• Direction: Present every line below as a numbered list, skipping any blank lines and omitting the pictures.

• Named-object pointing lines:
○ ○ ○
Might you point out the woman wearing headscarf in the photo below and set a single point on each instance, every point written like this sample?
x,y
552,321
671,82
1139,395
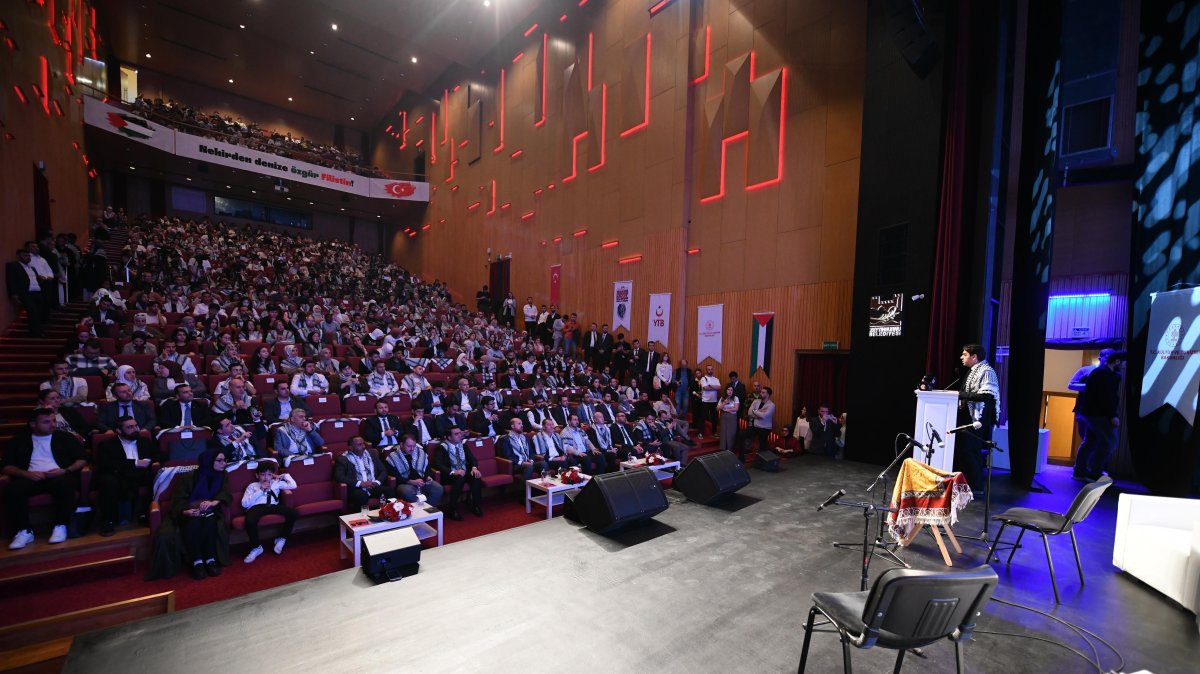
○ ○ ○
• Reply:
1. Might you point out the woman wearing headscarf in the photo below and set a single point on each instance, every point written like this sample?
2. x,y
3. 552,321
4. 671,82
5. 1139,395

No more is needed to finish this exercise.